TEXTE SOURCE -
•••

Les premiers Schneider ont trébuché devant la première tranchée, trop large pour être franchie : ces 48 mastodontes restés en panne sont une cible de choix pour les pièces lourdes qui les accablent. Les chasseurs d’élite se précipitent sous le feu, chargés de fascines, pour faciliter le passage des autres. Les chars sont pris à partie tout le long de leur avance, titubant vers les positions allemandes. Ils brûlent et sautent sous les obus lourds, mais progressent cependant, vaille que vaille, vers la troisième ligne. Les fantassins, hachés par les tirs de mitrailleuses, ne peuvent les suivre.
Le commandant Bossut trouve la mort dans l’incendie de son char. Les cinquante autres poursuivent leur avance, mais sont bientôt anéantis par les obus. « Beaucoup de chars, en dehors de ceux qui ont brûlé, sont en panne à la deuxième position allemande », explique le capitaine Chanoine. Des 128 chars engagés, 47 seulement peuvent rentrer indemnes. Ludendorff en conclut aussitôt qu’il est inutile de mettre en fabrication des engins aussi inefficaces, dont l’artillerie a eu facilement raison, à Reims comme à Cambrai. Le général Estienne, au contraire, pousse la mise au point des chars légers, plus mobiles. La leçon du Chemin des Dames n’a pas été perdue : les Schneider et les Saint-Chamond sont condamnés.
Mais la route de Laon n’est pas ouverte. Les troupes sont toujours à l’assaut du Chemin des Dames : à la VI e armée Mangin, Marchand, le héros de Fachoda, lance les braves de sa 10 e division coloniale. On compte sur eux pour une attaque miraculeuse, décisive. Le 33 e régiment d’Arras doit soutenir, avec les fantassins de Montélimar et de Perpignan, l’assaut conduit en première ligne par trois bataillons de Sénégalais, sur le goulot d’Heurtebise. On a même prévu les lance-flammes des compagnies Shit pour attaquer les creutes.
Les Noirs partent à l’attaque, des gelures aux mains, avec des Lebel du modèle 1907 et seulement deux fusils mitrailleurs. Ni grenades, ni fusées de signalement. Ils font irruption dans la tranchée de Spandau et sautent dans un tunnel où cent cinquante soldats de la Garde allemande sont tués. « Avec quelques Sénégalais, écrit un poilu, nous avons surpris quelques Boches au fond de leur abri. Ils faisaient chauffer leur jus. Les Sénégalais leur ont fait coupe-coupe et nous avons bu le café. » Ce massacre est raconté avec complaisance par le témoin.

•••

DONNÉES EXTRAITES -
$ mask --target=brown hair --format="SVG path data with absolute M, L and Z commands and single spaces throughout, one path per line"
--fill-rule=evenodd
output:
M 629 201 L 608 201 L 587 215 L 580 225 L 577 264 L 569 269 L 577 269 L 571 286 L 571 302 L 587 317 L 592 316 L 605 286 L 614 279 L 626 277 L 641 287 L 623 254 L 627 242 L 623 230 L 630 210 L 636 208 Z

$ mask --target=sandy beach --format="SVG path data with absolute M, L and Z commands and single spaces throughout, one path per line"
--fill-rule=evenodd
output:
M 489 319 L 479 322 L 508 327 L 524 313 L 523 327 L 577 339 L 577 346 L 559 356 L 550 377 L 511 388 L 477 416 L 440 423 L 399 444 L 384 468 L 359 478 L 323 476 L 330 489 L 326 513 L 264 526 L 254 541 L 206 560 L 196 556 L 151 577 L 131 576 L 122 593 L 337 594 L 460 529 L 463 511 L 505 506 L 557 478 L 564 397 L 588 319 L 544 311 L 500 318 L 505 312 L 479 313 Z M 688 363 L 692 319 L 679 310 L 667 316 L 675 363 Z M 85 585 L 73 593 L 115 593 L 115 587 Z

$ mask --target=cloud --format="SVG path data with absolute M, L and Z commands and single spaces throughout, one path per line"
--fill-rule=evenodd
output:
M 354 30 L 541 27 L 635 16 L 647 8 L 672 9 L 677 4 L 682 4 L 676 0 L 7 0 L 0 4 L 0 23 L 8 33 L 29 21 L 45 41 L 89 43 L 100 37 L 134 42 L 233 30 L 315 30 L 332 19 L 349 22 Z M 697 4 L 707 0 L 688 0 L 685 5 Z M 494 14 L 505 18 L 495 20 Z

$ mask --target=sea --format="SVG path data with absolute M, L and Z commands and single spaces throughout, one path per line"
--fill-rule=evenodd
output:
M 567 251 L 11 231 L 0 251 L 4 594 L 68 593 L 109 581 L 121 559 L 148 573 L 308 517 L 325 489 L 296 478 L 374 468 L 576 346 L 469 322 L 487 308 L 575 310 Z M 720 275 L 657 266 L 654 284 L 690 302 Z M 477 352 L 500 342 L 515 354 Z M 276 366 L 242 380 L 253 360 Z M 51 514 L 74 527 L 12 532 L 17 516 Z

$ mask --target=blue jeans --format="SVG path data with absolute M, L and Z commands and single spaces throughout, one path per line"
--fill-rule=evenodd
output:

•••

CONSIGNE -
Résumez le texte source en deux phrases, s'il vous plaît. Les lignes n'ont aucun rapport avec le texte source.

RÉSULTAT -
Au Chemin des Dames, les chars Schneider, arrêtés par une tranchée trop large et accablés par l'artillerie lourde, subissent de lourdes pertes : sur 128 chars engagés, 47 seulement rentrent indemnes, et le commandant Bossut meurt dans l'incendie de son char. Ludendorff juge alors inutile de fabriquer de tels engins, tandis que le général Estienne pousse la mise au point de chars légers ; l'assaut se poursuit avec la 10e division coloniale de Marchand, dont les bataillons de Sénégalais, sans grenades ni fusées, font irruption dans la tranchée de Spandau.